* WHAT TO WORK ON *
Using the listing that follows, filter out every line lacking the string "support" and return the rest.

- Opening Delimiter -

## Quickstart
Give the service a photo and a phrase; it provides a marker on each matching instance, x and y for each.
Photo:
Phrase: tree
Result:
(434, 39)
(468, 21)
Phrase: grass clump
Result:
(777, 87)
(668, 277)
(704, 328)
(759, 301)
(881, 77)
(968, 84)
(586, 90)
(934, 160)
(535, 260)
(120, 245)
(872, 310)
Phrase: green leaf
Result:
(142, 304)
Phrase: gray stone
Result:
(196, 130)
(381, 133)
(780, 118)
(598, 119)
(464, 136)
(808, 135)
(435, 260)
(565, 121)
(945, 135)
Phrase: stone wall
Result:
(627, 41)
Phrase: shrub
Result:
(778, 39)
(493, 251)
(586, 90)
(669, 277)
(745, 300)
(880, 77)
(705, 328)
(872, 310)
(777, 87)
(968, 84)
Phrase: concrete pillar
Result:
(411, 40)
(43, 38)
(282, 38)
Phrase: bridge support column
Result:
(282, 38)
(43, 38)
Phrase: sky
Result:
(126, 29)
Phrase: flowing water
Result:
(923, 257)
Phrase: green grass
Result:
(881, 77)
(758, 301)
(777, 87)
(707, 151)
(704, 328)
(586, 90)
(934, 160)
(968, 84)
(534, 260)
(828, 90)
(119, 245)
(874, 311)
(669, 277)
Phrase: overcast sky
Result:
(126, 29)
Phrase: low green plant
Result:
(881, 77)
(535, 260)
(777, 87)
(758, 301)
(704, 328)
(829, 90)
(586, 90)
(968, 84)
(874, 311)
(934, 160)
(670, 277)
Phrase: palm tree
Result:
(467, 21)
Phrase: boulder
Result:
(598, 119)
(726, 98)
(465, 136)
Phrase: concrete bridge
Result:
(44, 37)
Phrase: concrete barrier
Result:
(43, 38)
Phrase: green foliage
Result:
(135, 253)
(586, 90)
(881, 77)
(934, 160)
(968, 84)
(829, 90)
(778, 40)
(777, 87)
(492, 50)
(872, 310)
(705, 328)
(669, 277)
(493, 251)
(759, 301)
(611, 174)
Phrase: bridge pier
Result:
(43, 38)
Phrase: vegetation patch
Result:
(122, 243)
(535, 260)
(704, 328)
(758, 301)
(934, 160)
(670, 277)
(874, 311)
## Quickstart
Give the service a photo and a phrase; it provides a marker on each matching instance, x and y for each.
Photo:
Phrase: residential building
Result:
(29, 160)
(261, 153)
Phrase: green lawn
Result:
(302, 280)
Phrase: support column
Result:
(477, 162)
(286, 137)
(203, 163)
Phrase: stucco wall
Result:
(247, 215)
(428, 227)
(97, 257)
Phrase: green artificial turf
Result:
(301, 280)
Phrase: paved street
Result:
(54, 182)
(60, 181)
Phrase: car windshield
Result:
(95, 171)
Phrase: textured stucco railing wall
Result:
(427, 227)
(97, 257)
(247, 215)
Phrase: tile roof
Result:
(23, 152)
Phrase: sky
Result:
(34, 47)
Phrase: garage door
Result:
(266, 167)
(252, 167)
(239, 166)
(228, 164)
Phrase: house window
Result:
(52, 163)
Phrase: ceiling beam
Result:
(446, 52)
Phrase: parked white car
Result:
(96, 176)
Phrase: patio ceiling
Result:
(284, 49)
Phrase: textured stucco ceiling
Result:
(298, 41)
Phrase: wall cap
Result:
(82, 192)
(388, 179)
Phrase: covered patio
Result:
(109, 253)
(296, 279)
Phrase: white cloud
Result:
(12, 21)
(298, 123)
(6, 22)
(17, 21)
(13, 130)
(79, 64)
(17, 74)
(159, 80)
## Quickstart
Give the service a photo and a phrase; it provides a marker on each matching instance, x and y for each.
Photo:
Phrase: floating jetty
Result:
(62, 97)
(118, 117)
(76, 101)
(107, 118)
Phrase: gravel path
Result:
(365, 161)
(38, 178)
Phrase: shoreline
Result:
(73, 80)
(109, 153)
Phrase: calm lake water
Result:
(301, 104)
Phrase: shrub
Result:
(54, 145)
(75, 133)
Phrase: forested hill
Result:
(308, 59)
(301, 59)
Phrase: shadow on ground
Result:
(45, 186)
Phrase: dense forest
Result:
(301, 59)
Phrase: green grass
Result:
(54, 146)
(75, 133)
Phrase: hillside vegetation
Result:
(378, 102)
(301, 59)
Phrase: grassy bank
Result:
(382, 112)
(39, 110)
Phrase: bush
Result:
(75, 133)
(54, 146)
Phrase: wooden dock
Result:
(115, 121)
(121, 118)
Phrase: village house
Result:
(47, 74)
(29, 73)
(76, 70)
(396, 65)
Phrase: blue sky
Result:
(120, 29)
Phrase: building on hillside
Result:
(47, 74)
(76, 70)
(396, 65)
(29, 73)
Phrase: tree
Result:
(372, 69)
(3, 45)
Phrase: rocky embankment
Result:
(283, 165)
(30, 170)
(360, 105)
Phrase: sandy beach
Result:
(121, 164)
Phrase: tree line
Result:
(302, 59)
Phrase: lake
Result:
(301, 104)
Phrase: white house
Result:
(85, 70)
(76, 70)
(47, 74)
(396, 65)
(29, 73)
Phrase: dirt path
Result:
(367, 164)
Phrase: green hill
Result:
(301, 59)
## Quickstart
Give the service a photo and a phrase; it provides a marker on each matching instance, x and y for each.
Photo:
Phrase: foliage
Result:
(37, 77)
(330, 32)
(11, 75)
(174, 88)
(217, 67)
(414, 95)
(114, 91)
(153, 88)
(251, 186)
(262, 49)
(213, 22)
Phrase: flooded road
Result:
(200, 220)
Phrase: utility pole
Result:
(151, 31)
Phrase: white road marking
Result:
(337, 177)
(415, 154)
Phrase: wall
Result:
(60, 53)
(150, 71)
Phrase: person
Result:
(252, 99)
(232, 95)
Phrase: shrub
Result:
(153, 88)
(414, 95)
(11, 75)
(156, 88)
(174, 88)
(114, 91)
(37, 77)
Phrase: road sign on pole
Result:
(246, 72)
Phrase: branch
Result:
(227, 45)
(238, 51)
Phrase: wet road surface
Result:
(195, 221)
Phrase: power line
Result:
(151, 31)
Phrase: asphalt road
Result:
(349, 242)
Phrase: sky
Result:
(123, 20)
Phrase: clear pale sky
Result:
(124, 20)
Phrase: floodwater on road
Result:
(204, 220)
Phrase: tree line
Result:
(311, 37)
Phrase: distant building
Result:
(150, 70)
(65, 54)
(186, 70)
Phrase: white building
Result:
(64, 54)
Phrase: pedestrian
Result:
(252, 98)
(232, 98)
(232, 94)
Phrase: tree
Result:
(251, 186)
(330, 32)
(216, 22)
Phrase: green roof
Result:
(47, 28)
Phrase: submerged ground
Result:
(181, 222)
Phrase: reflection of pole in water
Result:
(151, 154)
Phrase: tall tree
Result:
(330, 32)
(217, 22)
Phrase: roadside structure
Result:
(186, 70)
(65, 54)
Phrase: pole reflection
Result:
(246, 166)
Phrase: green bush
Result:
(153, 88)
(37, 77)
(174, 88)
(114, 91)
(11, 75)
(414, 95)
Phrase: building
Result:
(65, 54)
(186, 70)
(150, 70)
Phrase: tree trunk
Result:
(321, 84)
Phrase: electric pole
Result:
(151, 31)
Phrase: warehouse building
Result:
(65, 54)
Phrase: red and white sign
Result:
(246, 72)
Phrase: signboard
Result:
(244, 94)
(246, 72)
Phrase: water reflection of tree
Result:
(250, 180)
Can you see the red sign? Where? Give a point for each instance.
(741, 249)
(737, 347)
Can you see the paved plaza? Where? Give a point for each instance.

- Closing Delimiter -

* COMPLETED EXERCISE *
Phrase: bridge support column
Phrase: support column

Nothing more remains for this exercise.